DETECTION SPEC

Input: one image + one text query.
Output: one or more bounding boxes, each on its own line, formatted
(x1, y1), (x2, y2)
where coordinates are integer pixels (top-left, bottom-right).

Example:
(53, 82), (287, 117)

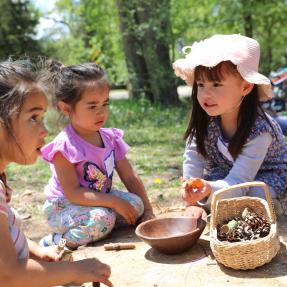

- What the exercise asks -
An unchanged copy of the listing, with no pictures, should be returned.

- Answer to the problem -
DETECTION SPEC

Input: one image + one text query.
Output: one or more bounding boxes, each on its own line, formatted
(x1, y1), (x2, y2)
where coordinates are integer pixels (top-left, bottom-right).

Example:
(53, 82), (287, 117)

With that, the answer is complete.